> _Source material_

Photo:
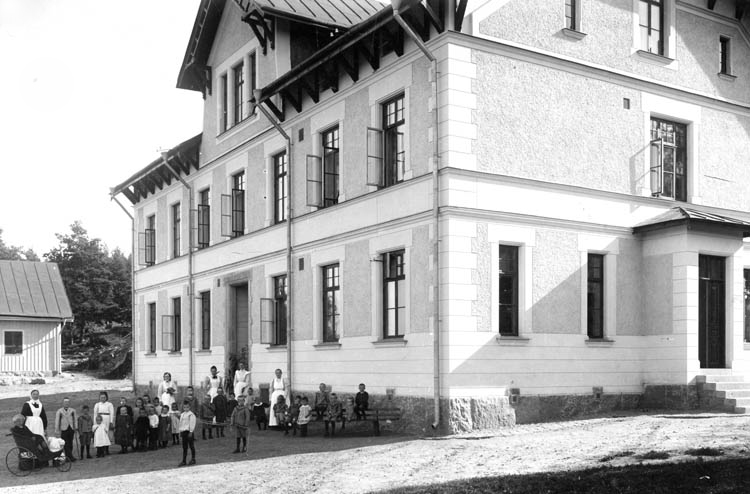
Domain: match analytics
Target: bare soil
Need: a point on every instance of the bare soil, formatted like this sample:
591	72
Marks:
355	461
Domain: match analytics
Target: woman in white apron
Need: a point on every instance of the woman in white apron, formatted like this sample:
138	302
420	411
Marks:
36	417
166	390
278	388
213	382
241	381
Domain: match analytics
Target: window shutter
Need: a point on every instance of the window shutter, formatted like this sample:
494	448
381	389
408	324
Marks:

> _Task requirements_
Rewrite the entries above, changing "match analytics" to "sports analytics" everywhere and leaving everything else as it is. Omit the pictures from your answer.

> _Task answer_
Photo:
Domain: sports analytics
Target: bare soil
Need: a point on every instance of the bare soil, formatted like this sample:
591	72
Marks:
355	461
Domain: sports analytics
Target: woman in white apron
Need: a point on every instance of the woman in white apron, formatted like this sample:
138	302
420	411
Marks:
36	417
166	390
278	388
213	382
241	381
Domain: sports analytics
Target: window shutter
Need: a point on every instance of the window shutter, formatted like this sample:
494	448
381	389
408	324
Marks:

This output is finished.